(begin)

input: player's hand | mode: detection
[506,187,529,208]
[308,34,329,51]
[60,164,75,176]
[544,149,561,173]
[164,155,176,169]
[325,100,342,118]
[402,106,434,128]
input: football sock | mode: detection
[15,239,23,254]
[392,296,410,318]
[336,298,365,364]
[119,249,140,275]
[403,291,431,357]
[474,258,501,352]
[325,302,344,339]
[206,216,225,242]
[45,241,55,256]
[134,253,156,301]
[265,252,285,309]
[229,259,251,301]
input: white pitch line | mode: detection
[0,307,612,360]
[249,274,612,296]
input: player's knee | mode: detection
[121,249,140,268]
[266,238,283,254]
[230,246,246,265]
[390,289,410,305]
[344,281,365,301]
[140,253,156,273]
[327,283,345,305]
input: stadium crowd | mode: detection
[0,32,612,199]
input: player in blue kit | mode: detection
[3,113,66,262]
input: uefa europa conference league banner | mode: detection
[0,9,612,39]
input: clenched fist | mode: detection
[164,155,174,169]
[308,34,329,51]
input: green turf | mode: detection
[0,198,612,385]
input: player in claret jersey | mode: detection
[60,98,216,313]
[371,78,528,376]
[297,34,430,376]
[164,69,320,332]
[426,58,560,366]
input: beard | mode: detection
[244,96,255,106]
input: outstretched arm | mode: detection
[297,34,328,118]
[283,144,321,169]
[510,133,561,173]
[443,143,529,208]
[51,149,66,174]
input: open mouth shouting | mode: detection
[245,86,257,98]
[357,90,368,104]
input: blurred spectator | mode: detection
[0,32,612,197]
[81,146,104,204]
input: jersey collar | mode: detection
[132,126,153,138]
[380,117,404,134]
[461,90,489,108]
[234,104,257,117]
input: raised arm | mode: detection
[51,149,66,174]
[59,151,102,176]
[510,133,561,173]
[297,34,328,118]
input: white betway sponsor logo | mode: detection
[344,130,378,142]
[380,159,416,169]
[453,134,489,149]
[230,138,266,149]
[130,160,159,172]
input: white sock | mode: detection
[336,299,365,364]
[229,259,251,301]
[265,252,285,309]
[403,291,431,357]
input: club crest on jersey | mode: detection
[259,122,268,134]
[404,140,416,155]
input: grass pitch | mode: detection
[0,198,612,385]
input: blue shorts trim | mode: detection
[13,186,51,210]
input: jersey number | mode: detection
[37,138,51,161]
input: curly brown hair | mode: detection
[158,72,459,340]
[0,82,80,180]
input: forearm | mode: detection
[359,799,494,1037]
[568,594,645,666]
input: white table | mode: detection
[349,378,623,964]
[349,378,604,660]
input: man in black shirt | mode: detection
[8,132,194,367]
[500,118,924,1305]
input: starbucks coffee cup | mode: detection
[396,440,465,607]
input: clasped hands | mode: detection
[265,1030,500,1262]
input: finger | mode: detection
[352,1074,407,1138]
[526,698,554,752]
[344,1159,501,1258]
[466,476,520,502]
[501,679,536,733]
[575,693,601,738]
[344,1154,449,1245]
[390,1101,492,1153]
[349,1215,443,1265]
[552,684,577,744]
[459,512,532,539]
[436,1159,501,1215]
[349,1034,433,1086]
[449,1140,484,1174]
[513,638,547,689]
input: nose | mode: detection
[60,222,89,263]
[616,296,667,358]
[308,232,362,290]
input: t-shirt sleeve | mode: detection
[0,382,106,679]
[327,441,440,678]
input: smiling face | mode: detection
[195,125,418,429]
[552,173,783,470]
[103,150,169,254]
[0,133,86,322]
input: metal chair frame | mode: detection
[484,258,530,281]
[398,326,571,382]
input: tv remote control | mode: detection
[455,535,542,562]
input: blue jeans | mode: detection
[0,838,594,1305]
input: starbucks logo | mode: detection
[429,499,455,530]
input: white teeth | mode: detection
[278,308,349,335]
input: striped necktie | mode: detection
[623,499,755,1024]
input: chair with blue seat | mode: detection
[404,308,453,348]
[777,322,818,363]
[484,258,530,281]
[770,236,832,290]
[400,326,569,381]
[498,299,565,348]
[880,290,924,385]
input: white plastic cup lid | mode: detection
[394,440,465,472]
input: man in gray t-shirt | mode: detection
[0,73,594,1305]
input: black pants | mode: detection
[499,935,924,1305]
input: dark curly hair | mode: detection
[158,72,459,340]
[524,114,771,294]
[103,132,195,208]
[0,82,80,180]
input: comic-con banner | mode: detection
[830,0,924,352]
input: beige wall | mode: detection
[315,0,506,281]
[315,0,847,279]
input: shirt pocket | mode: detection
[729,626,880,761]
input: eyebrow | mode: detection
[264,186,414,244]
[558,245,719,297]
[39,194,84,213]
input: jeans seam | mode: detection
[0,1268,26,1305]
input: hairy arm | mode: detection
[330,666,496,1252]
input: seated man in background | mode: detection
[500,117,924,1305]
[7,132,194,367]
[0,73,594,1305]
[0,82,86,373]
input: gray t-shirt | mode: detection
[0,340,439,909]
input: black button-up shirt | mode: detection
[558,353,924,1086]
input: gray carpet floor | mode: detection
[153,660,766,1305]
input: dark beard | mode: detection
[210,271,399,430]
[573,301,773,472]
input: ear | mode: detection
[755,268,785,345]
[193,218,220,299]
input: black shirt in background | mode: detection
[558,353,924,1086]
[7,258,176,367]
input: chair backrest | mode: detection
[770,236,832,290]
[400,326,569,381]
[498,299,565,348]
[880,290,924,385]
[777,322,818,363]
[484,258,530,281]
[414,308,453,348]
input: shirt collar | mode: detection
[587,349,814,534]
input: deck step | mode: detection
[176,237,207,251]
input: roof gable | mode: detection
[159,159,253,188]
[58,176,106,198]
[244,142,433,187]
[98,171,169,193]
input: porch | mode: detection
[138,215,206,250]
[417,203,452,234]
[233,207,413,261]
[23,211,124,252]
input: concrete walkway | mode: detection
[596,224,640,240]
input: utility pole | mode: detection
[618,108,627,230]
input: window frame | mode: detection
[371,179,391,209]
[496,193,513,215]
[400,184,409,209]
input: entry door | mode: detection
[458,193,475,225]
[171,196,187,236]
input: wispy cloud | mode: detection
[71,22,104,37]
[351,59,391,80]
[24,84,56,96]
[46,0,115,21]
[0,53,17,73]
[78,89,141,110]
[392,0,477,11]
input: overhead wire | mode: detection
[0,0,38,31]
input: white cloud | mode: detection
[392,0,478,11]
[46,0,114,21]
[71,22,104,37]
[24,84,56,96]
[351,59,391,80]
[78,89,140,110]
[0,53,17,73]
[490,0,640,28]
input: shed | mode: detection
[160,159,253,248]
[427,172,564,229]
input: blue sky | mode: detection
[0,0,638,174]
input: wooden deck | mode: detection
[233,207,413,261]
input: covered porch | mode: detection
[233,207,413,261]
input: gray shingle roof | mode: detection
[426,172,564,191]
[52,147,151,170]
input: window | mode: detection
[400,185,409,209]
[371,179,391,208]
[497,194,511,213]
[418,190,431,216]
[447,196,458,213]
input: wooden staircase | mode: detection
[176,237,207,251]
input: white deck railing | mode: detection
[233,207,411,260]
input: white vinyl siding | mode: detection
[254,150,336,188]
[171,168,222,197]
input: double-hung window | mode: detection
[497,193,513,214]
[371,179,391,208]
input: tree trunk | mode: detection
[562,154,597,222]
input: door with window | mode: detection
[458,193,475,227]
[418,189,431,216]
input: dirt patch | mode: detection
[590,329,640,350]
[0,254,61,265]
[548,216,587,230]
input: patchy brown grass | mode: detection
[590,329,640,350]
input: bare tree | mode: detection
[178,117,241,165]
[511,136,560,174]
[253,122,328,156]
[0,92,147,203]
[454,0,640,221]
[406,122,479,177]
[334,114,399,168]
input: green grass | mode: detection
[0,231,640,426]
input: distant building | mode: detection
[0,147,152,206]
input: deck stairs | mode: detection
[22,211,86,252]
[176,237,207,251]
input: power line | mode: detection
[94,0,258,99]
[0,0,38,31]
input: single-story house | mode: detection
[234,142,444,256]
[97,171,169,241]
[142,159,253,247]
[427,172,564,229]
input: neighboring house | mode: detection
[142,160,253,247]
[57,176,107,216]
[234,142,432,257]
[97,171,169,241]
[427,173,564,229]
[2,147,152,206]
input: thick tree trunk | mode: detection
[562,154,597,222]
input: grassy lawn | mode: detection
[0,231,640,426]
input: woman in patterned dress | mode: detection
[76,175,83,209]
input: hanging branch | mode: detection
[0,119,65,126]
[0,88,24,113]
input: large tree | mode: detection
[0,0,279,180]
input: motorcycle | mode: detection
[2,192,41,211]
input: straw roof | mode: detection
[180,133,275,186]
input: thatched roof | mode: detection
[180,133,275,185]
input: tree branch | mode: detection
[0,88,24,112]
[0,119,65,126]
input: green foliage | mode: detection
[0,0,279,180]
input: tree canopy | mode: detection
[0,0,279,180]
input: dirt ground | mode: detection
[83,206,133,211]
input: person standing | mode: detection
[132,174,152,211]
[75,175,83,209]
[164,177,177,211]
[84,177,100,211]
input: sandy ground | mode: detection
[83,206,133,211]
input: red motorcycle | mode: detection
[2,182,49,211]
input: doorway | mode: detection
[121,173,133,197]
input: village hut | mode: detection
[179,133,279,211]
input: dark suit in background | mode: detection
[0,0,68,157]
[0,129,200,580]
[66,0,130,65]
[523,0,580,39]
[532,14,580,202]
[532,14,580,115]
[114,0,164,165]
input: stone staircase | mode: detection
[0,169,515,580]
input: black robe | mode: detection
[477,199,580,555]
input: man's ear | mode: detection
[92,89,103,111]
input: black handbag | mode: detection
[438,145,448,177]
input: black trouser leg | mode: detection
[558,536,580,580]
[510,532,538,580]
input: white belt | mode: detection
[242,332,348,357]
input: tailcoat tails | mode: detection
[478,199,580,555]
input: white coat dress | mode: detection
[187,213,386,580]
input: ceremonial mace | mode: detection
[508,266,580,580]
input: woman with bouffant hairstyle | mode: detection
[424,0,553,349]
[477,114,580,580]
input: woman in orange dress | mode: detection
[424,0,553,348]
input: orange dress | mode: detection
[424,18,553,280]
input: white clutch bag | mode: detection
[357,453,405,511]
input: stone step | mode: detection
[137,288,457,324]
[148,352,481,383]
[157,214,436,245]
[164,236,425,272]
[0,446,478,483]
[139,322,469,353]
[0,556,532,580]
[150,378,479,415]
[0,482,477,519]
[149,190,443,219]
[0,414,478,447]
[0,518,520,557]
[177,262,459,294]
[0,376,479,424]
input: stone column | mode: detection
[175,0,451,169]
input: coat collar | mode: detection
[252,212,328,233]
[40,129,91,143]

(end)

THE REQUEST — Rescale the records starting at the line containing "input: orange dress | mode: detection" and ending at the line containing "[0,376,479,424]", both included, and give all of them again, requests too. Multiply every bounding-box coordinate in the answers by 2.1 and round each to a whole number, with halves rounded up.

THE ANSWER —
input: orange dress | mode: detection
[890,38,1161,588]
input: white clutch bag | mode: detection
[750,951,851,1073]
input: stone step | mode: detection
[288,605,960,680]
[311,739,1010,804]
[330,449,916,515]
[344,496,893,571]
[0,937,1004,1014]
[292,676,985,741]
[0,1168,1117,1218]
[315,794,1006,872]
[0,1012,1002,1090]
[313,399,930,460]
[0,869,1004,939]
[0,1088,1092,1170]
[372,550,964,617]
[0,790,1006,890]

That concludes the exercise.